--- ABOUT THIS TASK ---
Reproduce the tail of the data exactly. It starts at the line containing "the panther's ear" and runs to the last line.
+++ DATA
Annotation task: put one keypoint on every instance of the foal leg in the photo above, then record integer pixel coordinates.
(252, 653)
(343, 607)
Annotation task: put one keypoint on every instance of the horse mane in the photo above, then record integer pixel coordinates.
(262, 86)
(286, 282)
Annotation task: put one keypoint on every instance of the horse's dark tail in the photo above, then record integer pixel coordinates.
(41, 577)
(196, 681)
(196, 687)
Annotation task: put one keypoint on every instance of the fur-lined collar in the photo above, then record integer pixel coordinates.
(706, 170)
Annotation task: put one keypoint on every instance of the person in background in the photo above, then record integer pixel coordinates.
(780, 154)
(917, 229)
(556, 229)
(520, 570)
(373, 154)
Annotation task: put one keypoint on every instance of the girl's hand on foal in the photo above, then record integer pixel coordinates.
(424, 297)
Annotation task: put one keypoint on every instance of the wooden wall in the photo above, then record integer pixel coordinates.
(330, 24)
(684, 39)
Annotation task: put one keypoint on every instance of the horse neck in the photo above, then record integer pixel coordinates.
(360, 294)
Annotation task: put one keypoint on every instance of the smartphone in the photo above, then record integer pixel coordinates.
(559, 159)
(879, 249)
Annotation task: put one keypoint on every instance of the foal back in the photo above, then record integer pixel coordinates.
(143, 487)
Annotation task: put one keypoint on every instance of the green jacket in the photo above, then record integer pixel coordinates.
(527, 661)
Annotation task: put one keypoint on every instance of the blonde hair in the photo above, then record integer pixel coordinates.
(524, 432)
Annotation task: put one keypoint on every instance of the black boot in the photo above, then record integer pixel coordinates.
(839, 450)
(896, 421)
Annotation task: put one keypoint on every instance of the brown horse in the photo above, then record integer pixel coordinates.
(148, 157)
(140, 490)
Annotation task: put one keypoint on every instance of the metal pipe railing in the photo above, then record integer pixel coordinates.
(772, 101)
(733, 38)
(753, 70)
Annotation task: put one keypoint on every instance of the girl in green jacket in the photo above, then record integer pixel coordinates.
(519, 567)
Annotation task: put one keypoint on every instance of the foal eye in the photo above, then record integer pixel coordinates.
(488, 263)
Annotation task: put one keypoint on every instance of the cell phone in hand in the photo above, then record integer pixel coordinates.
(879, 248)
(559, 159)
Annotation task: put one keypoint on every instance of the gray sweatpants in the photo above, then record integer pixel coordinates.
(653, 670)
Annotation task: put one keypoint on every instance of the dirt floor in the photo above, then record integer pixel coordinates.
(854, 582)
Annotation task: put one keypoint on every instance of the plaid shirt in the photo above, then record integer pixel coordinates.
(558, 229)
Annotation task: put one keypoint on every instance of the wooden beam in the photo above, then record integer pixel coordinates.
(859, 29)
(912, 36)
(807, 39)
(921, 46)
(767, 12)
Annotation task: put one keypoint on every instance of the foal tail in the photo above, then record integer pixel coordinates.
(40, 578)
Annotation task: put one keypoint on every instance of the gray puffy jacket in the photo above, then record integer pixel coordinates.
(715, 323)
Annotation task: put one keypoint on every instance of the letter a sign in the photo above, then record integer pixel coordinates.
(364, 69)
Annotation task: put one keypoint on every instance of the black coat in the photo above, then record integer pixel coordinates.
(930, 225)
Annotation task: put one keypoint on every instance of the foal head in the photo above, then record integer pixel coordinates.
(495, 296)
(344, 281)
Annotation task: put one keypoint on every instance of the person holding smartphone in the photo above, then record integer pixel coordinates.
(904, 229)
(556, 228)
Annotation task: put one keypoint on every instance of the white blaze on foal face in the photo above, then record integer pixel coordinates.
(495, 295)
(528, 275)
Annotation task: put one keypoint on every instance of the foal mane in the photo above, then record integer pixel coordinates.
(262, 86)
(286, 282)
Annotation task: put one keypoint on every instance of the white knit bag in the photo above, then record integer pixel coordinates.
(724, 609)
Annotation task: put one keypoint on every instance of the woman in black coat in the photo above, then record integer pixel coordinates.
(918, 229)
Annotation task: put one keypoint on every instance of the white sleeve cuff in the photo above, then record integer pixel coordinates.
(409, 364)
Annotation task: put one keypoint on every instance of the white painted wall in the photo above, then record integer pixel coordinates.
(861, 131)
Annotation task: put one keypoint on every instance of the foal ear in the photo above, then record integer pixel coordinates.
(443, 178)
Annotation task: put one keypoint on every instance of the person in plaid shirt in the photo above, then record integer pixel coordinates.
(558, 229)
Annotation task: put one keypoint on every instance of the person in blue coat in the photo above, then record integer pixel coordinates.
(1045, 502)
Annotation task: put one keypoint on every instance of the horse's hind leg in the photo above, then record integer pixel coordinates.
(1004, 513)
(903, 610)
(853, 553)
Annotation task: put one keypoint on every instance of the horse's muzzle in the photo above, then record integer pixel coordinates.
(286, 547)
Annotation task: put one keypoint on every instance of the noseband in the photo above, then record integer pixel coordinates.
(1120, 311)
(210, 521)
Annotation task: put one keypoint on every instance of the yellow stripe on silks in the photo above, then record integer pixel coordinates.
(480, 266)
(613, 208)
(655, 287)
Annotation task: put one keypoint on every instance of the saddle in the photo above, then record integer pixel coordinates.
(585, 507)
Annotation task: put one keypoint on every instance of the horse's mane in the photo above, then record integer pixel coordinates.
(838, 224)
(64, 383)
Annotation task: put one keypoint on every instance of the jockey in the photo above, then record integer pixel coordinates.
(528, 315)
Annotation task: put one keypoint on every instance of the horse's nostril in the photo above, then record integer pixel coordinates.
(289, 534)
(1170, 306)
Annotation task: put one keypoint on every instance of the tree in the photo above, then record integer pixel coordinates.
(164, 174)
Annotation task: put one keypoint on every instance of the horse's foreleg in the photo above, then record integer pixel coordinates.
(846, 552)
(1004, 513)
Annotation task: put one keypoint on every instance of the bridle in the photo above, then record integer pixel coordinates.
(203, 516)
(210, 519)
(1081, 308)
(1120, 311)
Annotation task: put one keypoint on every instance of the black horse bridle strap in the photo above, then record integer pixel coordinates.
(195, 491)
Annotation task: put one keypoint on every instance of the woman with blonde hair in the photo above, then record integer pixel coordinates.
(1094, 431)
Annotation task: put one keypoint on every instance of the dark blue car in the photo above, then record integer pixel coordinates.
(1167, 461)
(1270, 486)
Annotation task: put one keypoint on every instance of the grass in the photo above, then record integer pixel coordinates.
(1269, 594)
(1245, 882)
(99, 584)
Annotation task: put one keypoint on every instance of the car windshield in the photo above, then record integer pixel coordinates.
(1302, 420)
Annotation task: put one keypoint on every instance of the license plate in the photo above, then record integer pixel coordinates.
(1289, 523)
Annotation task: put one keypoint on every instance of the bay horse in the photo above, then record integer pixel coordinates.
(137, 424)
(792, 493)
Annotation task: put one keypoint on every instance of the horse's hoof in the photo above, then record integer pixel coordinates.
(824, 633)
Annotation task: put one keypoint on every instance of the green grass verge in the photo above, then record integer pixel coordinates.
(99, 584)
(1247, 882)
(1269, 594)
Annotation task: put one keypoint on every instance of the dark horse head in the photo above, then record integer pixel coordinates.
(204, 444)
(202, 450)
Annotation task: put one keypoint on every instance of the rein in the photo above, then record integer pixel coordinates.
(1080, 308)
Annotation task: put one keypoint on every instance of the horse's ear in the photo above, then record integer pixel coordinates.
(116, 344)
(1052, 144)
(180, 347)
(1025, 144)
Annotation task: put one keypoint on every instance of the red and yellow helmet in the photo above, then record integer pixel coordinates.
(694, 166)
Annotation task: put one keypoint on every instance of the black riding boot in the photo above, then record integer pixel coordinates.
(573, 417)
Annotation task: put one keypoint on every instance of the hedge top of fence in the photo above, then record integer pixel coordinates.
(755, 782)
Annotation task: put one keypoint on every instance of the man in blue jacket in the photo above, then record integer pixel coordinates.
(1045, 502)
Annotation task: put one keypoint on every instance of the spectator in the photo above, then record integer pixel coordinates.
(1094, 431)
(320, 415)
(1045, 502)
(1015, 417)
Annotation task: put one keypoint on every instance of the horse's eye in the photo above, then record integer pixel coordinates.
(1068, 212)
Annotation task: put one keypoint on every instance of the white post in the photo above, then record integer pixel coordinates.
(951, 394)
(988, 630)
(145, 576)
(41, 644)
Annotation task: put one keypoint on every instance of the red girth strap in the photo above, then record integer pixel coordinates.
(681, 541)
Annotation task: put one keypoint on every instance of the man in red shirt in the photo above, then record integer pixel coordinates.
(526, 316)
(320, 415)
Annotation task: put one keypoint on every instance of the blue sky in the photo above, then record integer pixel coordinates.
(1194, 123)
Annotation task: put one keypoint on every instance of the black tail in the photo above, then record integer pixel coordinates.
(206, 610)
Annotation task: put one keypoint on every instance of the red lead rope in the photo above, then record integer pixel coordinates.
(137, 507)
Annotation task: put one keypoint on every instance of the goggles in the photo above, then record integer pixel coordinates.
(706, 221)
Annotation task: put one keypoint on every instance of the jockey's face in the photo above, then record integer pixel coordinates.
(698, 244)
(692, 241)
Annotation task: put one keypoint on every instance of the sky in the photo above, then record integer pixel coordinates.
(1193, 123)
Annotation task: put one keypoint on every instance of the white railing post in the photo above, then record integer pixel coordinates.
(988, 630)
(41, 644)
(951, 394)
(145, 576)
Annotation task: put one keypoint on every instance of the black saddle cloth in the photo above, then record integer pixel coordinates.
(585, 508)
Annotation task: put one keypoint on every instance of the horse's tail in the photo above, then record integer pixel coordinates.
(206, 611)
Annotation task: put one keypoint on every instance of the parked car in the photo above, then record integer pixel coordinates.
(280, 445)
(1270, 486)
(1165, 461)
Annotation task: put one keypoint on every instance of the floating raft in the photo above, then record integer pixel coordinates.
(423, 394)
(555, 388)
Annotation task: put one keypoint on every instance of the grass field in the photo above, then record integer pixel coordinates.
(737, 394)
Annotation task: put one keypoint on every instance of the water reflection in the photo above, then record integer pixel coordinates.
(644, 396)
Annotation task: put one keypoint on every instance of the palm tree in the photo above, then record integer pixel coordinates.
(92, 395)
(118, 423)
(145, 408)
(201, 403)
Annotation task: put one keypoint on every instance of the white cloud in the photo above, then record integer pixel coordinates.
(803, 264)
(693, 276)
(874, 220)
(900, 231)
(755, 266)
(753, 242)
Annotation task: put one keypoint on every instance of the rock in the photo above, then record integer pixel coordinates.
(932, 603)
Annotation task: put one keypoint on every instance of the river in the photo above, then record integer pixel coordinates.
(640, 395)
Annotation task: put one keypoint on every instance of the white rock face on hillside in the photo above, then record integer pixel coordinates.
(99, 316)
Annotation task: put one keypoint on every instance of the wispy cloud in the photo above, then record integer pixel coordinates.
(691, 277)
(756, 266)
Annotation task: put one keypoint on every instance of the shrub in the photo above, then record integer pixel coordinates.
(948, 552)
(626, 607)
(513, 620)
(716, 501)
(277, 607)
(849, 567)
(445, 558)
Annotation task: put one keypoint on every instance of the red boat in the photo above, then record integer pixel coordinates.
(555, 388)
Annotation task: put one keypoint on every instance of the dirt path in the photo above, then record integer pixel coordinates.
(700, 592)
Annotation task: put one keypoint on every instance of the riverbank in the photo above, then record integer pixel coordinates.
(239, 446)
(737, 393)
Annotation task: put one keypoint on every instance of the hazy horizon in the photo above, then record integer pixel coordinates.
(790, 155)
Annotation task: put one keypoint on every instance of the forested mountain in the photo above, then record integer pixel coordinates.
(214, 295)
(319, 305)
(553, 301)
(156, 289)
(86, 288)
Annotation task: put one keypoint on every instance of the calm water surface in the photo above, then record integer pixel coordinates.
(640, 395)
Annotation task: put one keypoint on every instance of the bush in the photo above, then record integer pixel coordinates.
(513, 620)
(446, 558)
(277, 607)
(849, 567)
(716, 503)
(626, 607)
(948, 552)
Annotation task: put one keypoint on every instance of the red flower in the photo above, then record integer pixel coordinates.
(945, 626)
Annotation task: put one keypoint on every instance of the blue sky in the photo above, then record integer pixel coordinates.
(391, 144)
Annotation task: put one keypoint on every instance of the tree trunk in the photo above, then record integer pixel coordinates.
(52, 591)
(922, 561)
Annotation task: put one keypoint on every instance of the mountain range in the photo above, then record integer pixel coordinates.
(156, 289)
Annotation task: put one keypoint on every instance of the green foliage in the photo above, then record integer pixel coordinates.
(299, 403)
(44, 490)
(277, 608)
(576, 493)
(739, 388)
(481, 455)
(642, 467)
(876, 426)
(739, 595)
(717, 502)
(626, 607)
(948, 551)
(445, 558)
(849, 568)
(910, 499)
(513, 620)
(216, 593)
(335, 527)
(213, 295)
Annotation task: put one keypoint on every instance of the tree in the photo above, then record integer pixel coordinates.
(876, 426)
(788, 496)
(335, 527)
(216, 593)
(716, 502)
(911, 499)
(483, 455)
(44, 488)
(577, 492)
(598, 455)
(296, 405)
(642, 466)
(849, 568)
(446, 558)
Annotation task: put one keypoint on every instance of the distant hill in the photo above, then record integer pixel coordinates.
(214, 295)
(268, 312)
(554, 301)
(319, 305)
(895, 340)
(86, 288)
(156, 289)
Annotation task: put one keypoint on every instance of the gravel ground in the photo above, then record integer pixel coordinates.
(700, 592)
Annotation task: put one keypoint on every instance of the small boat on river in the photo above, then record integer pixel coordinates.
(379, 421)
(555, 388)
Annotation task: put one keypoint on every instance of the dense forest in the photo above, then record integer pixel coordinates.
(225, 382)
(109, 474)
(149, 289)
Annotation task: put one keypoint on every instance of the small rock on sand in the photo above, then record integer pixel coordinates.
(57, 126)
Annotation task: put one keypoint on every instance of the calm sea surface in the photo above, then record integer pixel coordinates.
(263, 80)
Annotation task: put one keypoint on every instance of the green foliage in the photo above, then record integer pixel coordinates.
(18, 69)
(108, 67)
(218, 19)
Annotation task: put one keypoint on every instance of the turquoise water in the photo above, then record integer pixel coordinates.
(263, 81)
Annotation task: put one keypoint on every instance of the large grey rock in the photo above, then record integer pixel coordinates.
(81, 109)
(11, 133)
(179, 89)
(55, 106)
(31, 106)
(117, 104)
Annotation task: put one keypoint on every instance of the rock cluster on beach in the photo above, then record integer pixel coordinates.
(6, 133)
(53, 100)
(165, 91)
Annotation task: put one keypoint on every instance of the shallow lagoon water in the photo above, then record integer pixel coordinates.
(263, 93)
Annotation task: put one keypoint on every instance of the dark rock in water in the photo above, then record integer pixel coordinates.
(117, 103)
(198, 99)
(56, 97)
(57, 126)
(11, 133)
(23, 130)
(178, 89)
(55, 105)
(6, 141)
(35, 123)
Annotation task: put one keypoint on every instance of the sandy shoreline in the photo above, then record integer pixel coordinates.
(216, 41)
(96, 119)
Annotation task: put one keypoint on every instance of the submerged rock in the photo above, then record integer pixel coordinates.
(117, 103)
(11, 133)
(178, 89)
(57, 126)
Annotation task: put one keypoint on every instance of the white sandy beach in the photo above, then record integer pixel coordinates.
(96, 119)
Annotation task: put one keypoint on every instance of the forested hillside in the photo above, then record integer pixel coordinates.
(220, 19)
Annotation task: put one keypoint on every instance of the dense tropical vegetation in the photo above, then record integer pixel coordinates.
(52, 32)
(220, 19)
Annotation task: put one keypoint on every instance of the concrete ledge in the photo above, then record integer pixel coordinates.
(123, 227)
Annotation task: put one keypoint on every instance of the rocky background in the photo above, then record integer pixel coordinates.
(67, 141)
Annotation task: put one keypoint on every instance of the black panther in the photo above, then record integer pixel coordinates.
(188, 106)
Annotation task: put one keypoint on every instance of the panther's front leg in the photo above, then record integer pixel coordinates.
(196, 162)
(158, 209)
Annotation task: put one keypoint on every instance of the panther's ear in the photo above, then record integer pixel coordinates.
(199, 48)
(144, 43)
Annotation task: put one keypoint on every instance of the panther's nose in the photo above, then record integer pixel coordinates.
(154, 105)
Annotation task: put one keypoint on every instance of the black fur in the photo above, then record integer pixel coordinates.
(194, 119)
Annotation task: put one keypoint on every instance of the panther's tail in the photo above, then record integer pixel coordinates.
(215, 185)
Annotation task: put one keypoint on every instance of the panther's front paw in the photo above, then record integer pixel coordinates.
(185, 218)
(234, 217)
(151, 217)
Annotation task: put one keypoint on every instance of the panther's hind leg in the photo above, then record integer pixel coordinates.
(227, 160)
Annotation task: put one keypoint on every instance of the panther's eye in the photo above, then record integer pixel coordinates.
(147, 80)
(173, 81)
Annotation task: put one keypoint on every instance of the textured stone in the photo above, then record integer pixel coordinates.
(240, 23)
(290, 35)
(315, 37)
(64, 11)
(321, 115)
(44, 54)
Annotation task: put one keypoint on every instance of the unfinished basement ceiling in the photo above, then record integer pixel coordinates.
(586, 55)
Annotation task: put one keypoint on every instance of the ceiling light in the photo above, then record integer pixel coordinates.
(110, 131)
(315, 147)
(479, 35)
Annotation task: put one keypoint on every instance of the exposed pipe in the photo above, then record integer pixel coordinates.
++++++
--- RESULT OF THE TASK ---
Annotation task: put one keypoint on every instance of the panther's ear in the photo above, then record integer pixel coordinates.
(199, 48)
(144, 43)
Annotation task: put one keypoint on every instance of the panther's nose in the photo above, then record integer pixel coordinates.
(154, 105)
Annotation task: put one keypoint on every instance of the black fur in the photo above, then record integer pixel coordinates.
(194, 119)
Annotation task: put one keypoint on every instance of the panther's tail in the photo above, then record integer pixel coordinates.
(215, 185)
Annotation task: put one keypoint on every instance of the panther's front paw in the photo above, then record integer pixel coordinates.
(185, 218)
(234, 217)
(151, 217)
Annotation task: put one keypoint on every instance of the panther's hind leg in the photo above, then record integer pixel coordinates.
(227, 160)
Annotation task: put one keypoint on every instance of the panther's eye in the photo above, then record integer pixel coordinates.
(147, 80)
(173, 81)
Annotation task: put one keypoint on every instance of the textured stone in the photo above, then record integer pixel coordinates.
(240, 23)
(290, 35)
(315, 37)
(64, 11)
(321, 115)
(44, 54)
Annotation task: put one keypoint on every instance of the unfinished basement ceiling in the photo above, then record integer pixel coordinates.
(586, 55)
Annotation task: put one keypoint on every instance of the ceiling light in the photo above, then record integer pixel coordinates.
(110, 131)
(315, 147)
(479, 35)
Annotation task: put one keypoint on every instance of the exposed pipe in the photo above, then record integer pixel coordinates.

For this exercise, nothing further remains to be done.